Each entry must be output exactly as it appears.

● Natural language region descriptions:
=== Section Start ===

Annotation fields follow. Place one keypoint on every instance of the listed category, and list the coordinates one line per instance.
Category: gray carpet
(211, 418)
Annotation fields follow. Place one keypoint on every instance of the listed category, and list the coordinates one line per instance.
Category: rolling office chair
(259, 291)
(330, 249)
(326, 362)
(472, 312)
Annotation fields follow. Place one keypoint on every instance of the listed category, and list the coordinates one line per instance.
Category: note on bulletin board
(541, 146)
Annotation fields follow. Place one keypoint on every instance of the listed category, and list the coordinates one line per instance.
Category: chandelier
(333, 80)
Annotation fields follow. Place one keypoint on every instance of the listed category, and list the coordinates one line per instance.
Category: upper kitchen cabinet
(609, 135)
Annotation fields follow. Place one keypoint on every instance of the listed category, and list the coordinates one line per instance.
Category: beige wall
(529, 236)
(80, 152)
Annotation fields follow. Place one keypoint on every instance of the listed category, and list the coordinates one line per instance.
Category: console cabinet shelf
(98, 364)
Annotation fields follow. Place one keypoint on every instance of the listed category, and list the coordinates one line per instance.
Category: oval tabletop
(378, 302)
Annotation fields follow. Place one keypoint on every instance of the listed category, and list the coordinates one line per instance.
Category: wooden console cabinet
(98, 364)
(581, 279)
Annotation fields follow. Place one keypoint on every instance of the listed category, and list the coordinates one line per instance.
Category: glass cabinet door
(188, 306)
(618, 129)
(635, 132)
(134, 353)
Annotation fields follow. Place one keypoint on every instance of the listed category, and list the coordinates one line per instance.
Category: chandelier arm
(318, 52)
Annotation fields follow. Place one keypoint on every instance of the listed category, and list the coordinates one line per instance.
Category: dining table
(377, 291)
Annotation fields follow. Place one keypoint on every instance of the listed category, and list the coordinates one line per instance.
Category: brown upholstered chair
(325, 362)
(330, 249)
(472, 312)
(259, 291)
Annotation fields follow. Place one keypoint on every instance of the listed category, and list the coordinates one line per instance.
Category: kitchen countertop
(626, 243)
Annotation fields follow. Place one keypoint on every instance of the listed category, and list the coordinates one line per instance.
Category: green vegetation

=== Section End ===

● OUTPUT FOR THIS EXERCISE:
Annotation fields follow. Place one keypoint on every instance of the listed category, and list the coordinates one line per instance.
Category: gray carpet
(211, 418)
Annotation fields follow. Place one keypoint on every instance of the listed category, and list the coordinates one line per instance.
Category: rolling office chair
(259, 291)
(330, 249)
(326, 362)
(472, 312)
Annotation fields follow. Place one keypoint on every instance of the listed category, and list the coordinates one line per instance.
Category: note on bulletin board
(541, 146)
Annotation fields follow. Place one keypoint on every instance of the listed category, and list the coordinates one line per instance.
Category: chandelier
(333, 80)
Annotation fields follow. Place one keypoint on every instance of the listed category, and list the coordinates one line per instance.
Category: upper kitchen cabinet
(609, 135)
Annotation fields follow. Place one keypoint on every instance of the listed category, and list the coordinates one line per instance.
Category: beige wall
(529, 236)
(80, 152)
Annotation fields follow. Place one keypoint on every instance of the listed category, and list the coordinates one line per instance.
Category: console cabinet shelf
(98, 364)
Annotation fields follow. Place one keypoint on every instance of the listed category, and list the coordinates one line per instance.
Category: oval tabletop
(378, 302)
Annotation fields follow. Place one keypoint on every instance of the listed category, and list the coordinates one line per instance.
Category: wooden console cabinet
(98, 364)
(581, 279)
Annotation fields follow. Place one keypoint on every instance of the listed category, and list the coordinates one line per instance.
Category: glass cabinet door
(188, 306)
(618, 129)
(635, 132)
(134, 353)
Annotation fields follow. Place one keypoint on every instance of the listed category, and list the coordinates one line per instance.
Category: chandelier arm
(318, 52)
Annotation fields follow. Place one keypoint on every instance of the listed category, and list the coordinates one line per instance.
Category: dining table
(377, 291)
Annotation fields follow. Place one keypoint on every instance of the listed category, and list the coordinates one line per instance.
Category: brown upholstered chair
(325, 362)
(330, 249)
(472, 312)
(259, 291)
Annotation fields follow. Place one keypoint on every instance of the listed category, and list the coordinates one line per instance.
Category: kitchen countertop
(626, 243)
Annotation fields follow. Place one keypoint on every instance of the listed category, and list the coordinates one line per instance.
Category: green vegetation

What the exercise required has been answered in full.